(Description of the task) Translate into Spanish this sentence from the news article on the toxic garden plant: "King sago palms are native to Southern Japan and very popular ornamental plants."

Dog lover orders unmarked toxic garden plant from Groupon and it kills her border collie and leaves her second dog fighting for life

August 21, 2015 | by | 0 Comments
The Groupon advert for a king sago palm (SWNS)

The Groupon advert for a king sago palm (SWNS)

A woman ordered a popular garden plant from Groupon and it killed one of her dogs and left the second fighting for life.

Gill McClung, 47, paid £29.99 for two king sago palms without realising they contain a toxin that is highly-poisonous to animals.

The only warning on the packaging said ‘not for consumption, for decorative use’ and Gill put one in a pot in her garden and gave the second to a neighbour.

But it gave off an aroma that attracted both her dogs Harley, a three year-old border collier and Kruz, a husky aged six, who pulled it out and started eating it.

Both dogs fell seriously ill and Harley spent 10 days in agony before dying from liver failure. Kruz has survived after treatment.

Devastated Gill, a foster carer from Stroud, Glos., said: “I’m absolutely heartbroken, it’s a massive loss to me.

“He was a good dog, a real mummies boy. When other dogs were around he would always push through to get to me.”

She added: “You just don’t expect them to be poisonous.

“The labelling on the packaging said ‘not for consumption, for decorative use’ but it didn’t say anything about being toxic and the plant is not on the poisonous plants for dogs list.

“We think it was the smell of the plants that attracted the dogs to eat them. They give off an aroma and taste good to dogs.”

Gill McClung's dog Harley, a three year-old border collie who died after eating a king sago palm from Groupon and Kruz, a husky who was seriously affected (SWNS)

Gill McClung’s dog Harley (left), a three year-old border collie who died after eating a king sago palm from Groupon  (SWNS)

Kruz ate some parts of the plant but Harley ate the root which contains most of the poisonous toxin, cycasin.

Gill ordered the plants at the end of June and her dogs fell ill around July 10.

She said: “I got up the next morning and they were both really sick. I took them to the vet who did everything they could.

“They were both ill for several days and Harley was very subdued for a week.

“Kruz got better but Harley didn’t eat and I had him checked regularly by the vets who kept running liver function tests, which showed that his liver was failing.

“The vet thought Harley may have eaten the root of the plant, which is apparently more poisonous than the other parts of the plant.”

She added: “I want to make people aware that these are highly toxic plants. Before you buy any plants, do your research.

“What I really want if for the supplies to put a warning on it, even just a symbol of a dog with a cross through it.”

Vet Lourens Brand of the Bowbridge Veterinary Group confirmed that Harley died from cycasin and said he had never come across a case like it before.



A Groupon spokesman said: “We have lots of dog lovers here at Groupon and we’re very sorry to hear about this.

“We are looking into this with the merchant who supplied the product and also speaking directly to the customer.”

Gardening Express, who supplied the plants, said: “As dog lovers and owners, I must say how saddened we all were here to learn of the tragic death of Harley and we offer our deepest sympathy.

“Since learning of this event, we have started to work on collating data on plants that are or could be harmful to pets.

“We ship over 150,000 orders every year, and have supplied millions of plants over the years and we want to lead the industry on this.”

Both Groupon and Gardening Express have offered #50 to Gill but she has declined the offer.

King sago palms are native to Southern Japan and very popular ornamental plants.

They get their name from the whorled feathery leaves which grow from a rugged trunk.

They are among the oldest existing plants on Earth and are often called ‘living fossils’ as they have changed very little in the last 200 million years.

A 15-year-old plant will normally have a trunk with a 10″ – 14″ diameter and a leaf spread of 5ft – 6ft.

(Stored records)
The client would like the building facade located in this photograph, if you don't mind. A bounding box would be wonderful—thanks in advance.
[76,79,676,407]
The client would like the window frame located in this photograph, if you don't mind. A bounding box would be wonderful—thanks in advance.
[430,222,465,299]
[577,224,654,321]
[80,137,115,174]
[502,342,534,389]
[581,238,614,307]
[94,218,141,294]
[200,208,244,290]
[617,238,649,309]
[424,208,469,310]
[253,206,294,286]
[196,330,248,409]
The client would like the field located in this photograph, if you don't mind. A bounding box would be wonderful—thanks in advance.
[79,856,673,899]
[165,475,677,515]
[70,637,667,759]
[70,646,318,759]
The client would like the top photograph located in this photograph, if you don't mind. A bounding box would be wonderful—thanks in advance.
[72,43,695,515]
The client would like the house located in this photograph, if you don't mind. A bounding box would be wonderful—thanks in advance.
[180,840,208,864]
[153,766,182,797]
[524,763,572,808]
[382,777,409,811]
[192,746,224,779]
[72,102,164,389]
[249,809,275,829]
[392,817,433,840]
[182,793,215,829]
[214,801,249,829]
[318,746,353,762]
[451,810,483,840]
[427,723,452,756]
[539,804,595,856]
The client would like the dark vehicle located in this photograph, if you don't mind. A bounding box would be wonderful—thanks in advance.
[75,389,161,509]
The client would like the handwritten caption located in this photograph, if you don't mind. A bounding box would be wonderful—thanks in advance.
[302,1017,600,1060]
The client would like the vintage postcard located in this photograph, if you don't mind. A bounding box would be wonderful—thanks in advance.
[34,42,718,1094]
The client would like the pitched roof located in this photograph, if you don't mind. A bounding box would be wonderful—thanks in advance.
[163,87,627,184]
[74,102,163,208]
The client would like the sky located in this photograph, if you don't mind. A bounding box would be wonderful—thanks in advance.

(Output for this exercise) Las palmas sagú reales son nativas del sur de Japón y son plantas ornamentales muy populares.